Please count how many lines of the listing below contain the string "sponsor", matching case exactly, and give only that number.

→ INFORMATION SUPPLIED
┄┄┄┄┄┄┄┄┄┄┄┄┄┄┄┄┄┄┄┄

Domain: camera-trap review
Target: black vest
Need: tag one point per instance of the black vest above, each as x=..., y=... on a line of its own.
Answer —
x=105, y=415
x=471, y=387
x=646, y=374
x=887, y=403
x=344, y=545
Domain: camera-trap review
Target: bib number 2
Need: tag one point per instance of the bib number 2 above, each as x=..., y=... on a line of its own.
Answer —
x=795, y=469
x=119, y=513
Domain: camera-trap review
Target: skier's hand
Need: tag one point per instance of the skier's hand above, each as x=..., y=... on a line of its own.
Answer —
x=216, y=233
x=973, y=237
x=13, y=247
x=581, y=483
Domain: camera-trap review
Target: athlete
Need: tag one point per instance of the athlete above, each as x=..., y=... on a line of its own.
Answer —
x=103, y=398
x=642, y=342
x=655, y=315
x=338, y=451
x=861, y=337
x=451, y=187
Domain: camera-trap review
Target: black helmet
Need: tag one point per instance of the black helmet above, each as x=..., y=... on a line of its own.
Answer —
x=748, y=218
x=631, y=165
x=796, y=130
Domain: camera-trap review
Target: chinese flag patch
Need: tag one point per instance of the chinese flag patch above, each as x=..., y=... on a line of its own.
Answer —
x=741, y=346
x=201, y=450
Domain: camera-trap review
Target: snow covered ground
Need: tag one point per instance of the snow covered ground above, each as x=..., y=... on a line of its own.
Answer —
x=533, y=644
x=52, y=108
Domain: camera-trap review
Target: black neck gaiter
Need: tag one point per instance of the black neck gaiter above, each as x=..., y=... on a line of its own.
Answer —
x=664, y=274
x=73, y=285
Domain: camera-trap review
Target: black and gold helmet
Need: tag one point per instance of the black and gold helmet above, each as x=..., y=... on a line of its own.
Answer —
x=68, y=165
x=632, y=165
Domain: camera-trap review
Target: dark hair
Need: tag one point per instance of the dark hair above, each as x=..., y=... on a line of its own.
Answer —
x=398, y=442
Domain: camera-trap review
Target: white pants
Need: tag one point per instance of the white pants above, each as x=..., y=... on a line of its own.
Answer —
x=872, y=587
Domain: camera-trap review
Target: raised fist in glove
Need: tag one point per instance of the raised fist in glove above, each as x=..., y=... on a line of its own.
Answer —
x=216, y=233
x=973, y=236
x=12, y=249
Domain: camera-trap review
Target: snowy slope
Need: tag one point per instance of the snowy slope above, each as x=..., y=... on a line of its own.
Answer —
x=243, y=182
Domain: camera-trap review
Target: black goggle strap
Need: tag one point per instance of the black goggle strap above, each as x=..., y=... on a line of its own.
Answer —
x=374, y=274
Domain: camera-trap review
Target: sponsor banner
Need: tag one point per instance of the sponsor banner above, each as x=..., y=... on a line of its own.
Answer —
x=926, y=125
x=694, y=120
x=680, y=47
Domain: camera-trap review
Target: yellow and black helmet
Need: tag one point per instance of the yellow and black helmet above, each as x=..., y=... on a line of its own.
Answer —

┄┄┄┄┄┄┄┄┄┄┄┄┄┄┄┄┄┄┄┄

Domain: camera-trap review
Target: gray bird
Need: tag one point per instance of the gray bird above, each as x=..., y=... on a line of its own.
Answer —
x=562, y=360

┄┄┄┄┄┄┄┄┄┄┄┄┄┄┄┄┄┄┄┄

→ THE RESPONSE
2